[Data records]
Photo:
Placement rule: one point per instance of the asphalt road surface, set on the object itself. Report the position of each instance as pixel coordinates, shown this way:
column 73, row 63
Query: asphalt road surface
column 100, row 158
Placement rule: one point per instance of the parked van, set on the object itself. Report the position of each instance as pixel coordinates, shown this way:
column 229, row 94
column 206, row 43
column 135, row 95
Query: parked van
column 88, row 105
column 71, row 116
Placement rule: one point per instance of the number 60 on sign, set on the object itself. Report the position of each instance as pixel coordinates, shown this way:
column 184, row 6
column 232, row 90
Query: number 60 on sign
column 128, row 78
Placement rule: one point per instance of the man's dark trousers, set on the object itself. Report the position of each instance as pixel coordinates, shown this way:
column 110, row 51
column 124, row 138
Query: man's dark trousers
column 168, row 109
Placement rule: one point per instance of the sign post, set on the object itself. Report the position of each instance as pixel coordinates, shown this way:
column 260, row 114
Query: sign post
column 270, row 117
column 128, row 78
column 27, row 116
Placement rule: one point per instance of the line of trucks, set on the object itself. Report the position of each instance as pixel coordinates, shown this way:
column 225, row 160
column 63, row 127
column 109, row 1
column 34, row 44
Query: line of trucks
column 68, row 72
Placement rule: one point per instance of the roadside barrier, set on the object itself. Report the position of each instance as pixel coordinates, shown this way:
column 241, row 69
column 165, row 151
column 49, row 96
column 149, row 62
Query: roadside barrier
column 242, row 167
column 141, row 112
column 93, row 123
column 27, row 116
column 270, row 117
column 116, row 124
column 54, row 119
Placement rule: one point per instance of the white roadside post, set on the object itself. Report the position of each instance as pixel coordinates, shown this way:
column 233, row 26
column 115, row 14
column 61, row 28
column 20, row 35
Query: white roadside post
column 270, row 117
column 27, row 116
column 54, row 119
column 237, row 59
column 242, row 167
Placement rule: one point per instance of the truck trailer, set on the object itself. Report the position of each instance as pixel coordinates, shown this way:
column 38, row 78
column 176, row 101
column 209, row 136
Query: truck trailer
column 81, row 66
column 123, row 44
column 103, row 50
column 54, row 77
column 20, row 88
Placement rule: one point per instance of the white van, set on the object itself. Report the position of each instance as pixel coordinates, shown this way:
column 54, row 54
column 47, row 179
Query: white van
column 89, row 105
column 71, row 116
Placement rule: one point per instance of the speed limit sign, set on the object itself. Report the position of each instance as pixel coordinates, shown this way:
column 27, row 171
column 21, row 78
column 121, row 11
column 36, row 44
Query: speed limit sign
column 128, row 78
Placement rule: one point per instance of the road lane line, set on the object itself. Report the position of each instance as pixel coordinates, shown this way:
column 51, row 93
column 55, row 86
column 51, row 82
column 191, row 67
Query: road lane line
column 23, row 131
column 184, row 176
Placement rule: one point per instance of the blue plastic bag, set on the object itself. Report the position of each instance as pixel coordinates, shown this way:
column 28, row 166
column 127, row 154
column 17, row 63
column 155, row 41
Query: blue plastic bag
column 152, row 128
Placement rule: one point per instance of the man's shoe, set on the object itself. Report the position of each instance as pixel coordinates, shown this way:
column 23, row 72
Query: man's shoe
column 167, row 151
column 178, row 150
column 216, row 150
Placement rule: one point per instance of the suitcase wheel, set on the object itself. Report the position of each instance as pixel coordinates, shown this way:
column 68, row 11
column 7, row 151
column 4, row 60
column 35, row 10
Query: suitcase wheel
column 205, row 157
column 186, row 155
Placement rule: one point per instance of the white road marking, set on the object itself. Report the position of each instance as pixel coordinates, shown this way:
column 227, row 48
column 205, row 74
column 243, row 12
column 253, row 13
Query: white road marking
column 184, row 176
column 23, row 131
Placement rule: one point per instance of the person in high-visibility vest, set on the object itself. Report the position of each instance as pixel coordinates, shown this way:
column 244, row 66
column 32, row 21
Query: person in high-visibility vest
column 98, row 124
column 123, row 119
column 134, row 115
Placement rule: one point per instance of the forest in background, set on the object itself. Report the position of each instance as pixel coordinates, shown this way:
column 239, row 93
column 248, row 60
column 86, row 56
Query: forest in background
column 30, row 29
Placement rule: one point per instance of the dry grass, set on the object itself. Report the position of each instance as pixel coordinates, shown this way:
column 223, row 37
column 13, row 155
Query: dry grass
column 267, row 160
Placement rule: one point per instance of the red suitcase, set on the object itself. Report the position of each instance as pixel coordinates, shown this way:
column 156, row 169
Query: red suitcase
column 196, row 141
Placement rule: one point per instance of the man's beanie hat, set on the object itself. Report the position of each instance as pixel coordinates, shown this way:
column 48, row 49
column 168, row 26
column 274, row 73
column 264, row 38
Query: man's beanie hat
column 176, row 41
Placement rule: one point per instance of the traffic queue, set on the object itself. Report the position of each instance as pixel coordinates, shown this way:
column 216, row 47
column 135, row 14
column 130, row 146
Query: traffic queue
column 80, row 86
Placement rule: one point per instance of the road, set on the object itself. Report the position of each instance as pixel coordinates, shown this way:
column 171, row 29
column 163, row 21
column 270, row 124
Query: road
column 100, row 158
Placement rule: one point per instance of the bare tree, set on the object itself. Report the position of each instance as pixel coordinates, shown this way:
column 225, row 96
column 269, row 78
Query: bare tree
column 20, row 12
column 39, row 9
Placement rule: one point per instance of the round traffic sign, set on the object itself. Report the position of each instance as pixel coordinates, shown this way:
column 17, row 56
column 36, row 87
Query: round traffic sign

# EXERCISE AIM
Rewrite the data records in full, swapping every "Query" for "Target" and changing nothing else.

# EXPECTED ANSWER
Photo:
Placement rule: one point per instance of the asphalt road surface, set on the object itself. Report the position of each instance as pixel coordinates, shown this way:
column 73, row 63
Target: asphalt road surface
column 100, row 158
Placement rule: one point per instance of the parked van, set on the object itself. Report the position of each instance as pixel coordinates, shown this way:
column 229, row 94
column 206, row 43
column 135, row 95
Target: parked van
column 88, row 105
column 71, row 116
Placement rule: one point per instance of the number 60 on sign, set on the object itself. Report the position of each instance as pixel coordinates, shown this way:
column 184, row 6
column 232, row 90
Target: number 60 on sign
column 128, row 78
Placement rule: one point per instance of the man's dark trousers, set on the object itself. Report the position of each instance as pixel coordinates, shown this way:
column 110, row 51
column 124, row 138
Target: man's dark trousers
column 168, row 109
Placement rule: one point per instance of the sign post, set on the object itself. Report the position of each instance as pixel coordinates, shown this way:
column 260, row 114
Target: sign post
column 270, row 117
column 128, row 78
column 27, row 116
Placement rule: one point per instance of the line of trucks, set on the object itself. Report the position of each instance as pixel coordinates, shown this way:
column 225, row 160
column 63, row 127
column 109, row 1
column 34, row 44
Target: line of trucks
column 68, row 72
Placement rule: one point per instance of the roadside barrier, set on the object itself. Report the position of each instance as pixel coordinates, shown this way:
column 241, row 69
column 165, row 151
column 49, row 96
column 149, row 62
Target: roadside barrier
column 242, row 167
column 141, row 112
column 93, row 123
column 27, row 116
column 270, row 117
column 116, row 124
column 54, row 119
Placement rule: one point per instance of the white roadside post, set on the object itself. Report the position of each instance as pixel coordinates, shown this way:
column 233, row 26
column 115, row 14
column 61, row 28
column 20, row 35
Target: white roadside post
column 270, row 117
column 27, row 116
column 54, row 119
column 237, row 59
column 242, row 167
Placement rule: one point per instance of the truck trailer, set on the object itself. Report the position of each instance as pixel coordinates, shown this way:
column 38, row 78
column 176, row 101
column 209, row 136
Target: truck trailer
column 81, row 66
column 123, row 44
column 103, row 50
column 54, row 77
column 20, row 88
Placement rule: one point per instance of the white van, set on the object itself. Report the position of each instance as pixel coordinates, shown this way:
column 54, row 54
column 47, row 179
Target: white van
column 89, row 105
column 71, row 116
Placement rule: one point per instance of the speed limit sign, set on the object itself. Report the position of each instance as pixel coordinates, shown this way:
column 27, row 171
column 21, row 78
column 121, row 11
column 36, row 44
Target: speed limit sign
column 128, row 78
Placement rule: one point per instance of the road lane line, set on the object itself. Report the position of each instance as pixel coordinates, shown this way:
column 51, row 93
column 55, row 86
column 51, row 82
column 191, row 67
Target: road lane line
column 23, row 131
column 184, row 176
Placement rule: one point per instance of the blue plastic bag, set on the object itself. Report the position of each instance as pixel coordinates, shown this way:
column 28, row 166
column 127, row 154
column 17, row 63
column 155, row 41
Target: blue plastic bag
column 152, row 128
Placement rule: one point per instance of the man's shoe, set on the object itself. Report the position of each instance as pixel coordinates, shown this way:
column 23, row 72
Target: man's shoe
column 167, row 151
column 178, row 150
column 216, row 150
Placement rule: one point per instance of the suitcase wheel, set on the object itself. Report the position of each instance as pixel coordinates, shown this way:
column 68, row 11
column 7, row 151
column 4, row 60
column 35, row 10
Target: suitcase wheel
column 205, row 157
column 186, row 155
Placement rule: one point per instance of the white road marking, set on the object itself. Report the position of each instance as pixel coordinates, shown this way:
column 227, row 48
column 205, row 74
column 243, row 12
column 253, row 13
Target: white road marking
column 184, row 176
column 23, row 131
Placement rule: one point per instance of the person in high-visibility vest, set on the object itself. Report the position of each instance as pixel coordinates, shown this way:
column 244, row 66
column 32, row 21
Target: person in high-visibility vest
column 98, row 124
column 123, row 119
column 134, row 115
Placement rule: one point per instance of the forest in background, set on the object itself. Report the position of each instance as pixel coordinates, shown this way:
column 239, row 93
column 248, row 60
column 86, row 56
Target: forest in background
column 30, row 29
Placement rule: one point per instance of the dry grass, set on the object itself. Report the position of each instance as pixel coordinates, shown this way:
column 223, row 37
column 13, row 155
Target: dry grass
column 267, row 160
Placement rule: one point per instance of the red suitcase, set on the object itself. Report the position of each instance as pixel coordinates, shown this way:
column 156, row 169
Target: red suitcase
column 196, row 141
Placement rule: one point per instance of the man's beanie hat, set on the object itself. Report the position of each instance as pixel coordinates, shown this way:
column 48, row 49
column 168, row 26
column 274, row 73
column 264, row 38
Target: man's beanie hat
column 176, row 41
Placement rule: one point per instance of the traffic queue, set on the object itself. Report the position of each instance as pixel coordinates, shown this way:
column 216, row 47
column 135, row 14
column 130, row 146
Target: traffic queue
column 80, row 86
Placement rule: one point per instance of the road, set on the object itself. Report the position of each instance as pixel coordinates, shown this way:
column 171, row 29
column 163, row 21
column 270, row 124
Target: road
column 100, row 158
Placement rule: one point per instance of the bare tree, set on the object itself. Report the position of each instance as pixel coordinates, shown this way:
column 225, row 96
column 269, row 78
Target: bare tree
column 20, row 12
column 39, row 9
Placement rule: one point per instance of the round traffic sign, set on the object itself. Report the position of each instance as pixel coordinates, shown this way:
column 17, row 56
column 36, row 87
Target: round traffic sign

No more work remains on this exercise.